### Aim
Recast everything from the line containing "awning shown in this photo?" down to the end of the records as a JSON list of strings, with one string per line and any blank lines left out.

### The records
▼▼▼

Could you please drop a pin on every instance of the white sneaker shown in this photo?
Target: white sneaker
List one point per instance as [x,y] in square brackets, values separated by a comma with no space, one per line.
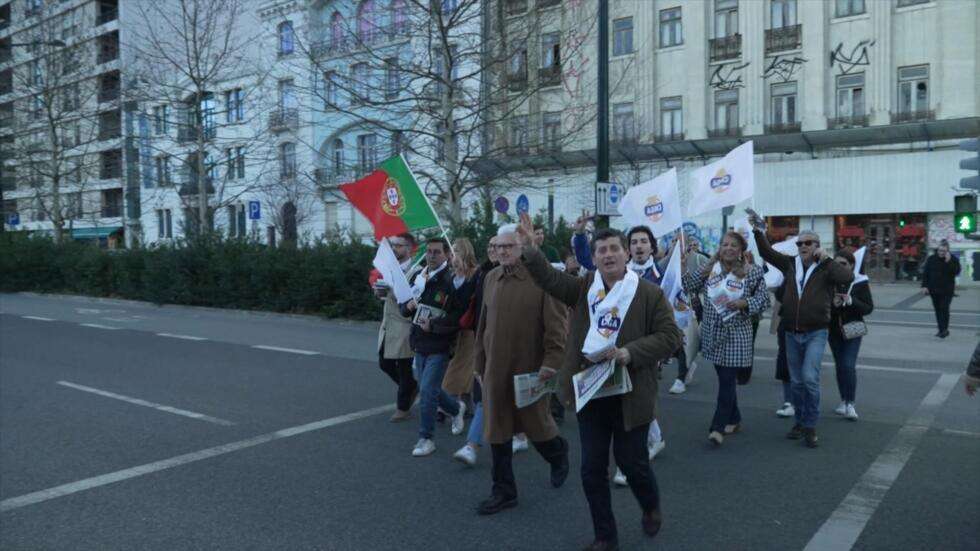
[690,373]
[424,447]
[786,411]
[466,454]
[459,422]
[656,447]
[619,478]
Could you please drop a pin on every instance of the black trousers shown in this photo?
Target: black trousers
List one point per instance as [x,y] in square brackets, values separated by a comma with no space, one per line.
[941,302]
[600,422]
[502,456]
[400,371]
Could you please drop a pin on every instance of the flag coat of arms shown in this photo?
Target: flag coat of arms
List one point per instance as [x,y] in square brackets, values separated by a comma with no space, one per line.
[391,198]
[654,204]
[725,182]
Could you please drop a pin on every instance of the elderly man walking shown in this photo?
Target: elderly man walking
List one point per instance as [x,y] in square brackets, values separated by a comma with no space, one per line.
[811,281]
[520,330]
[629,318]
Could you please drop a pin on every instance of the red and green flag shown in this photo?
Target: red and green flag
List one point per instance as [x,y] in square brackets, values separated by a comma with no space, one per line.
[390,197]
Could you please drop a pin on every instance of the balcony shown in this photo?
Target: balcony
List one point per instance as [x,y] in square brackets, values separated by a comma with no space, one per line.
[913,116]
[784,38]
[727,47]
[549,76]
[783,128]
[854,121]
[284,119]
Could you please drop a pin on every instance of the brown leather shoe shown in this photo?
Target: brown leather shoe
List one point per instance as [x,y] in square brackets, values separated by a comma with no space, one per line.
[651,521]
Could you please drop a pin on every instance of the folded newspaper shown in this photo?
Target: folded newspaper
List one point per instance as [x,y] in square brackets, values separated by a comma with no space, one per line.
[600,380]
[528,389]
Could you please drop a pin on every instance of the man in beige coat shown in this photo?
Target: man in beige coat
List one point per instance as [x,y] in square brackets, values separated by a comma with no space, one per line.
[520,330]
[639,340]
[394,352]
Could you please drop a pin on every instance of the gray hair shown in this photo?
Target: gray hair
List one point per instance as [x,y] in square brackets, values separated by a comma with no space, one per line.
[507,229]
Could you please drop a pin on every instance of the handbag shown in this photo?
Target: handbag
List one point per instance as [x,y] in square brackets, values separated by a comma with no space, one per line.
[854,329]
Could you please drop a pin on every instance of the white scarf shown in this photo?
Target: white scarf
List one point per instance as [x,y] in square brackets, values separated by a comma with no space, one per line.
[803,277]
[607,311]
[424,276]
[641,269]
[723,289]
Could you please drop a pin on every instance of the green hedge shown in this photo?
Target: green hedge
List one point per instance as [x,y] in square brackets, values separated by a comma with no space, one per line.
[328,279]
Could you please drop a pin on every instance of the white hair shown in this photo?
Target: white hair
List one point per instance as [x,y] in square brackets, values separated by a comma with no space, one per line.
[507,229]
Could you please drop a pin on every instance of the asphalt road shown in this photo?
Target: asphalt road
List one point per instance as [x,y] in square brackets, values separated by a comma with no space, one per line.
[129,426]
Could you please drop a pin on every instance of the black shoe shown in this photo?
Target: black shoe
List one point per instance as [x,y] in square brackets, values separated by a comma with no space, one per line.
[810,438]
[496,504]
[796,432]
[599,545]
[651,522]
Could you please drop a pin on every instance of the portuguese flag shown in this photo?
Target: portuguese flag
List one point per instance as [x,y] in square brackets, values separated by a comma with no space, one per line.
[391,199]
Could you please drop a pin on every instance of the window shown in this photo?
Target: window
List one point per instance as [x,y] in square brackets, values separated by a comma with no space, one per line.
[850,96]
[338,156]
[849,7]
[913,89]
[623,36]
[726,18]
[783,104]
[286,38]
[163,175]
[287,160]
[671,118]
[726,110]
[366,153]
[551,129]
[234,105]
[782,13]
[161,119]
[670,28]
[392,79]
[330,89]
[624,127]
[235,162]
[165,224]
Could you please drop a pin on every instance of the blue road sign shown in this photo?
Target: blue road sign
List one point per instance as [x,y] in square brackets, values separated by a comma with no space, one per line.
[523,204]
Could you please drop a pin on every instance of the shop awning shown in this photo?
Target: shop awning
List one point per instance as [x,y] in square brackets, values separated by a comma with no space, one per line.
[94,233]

▲▲▲

### Problem solution
[
  "Could you please drop a pin on every instance of the shop awning shown in this photo?",
  "Target: shop awning",
  "List one point per instance as [x,y] in square brackets, values separated by a comma with no space, one per line.",
  "[94,233]"
]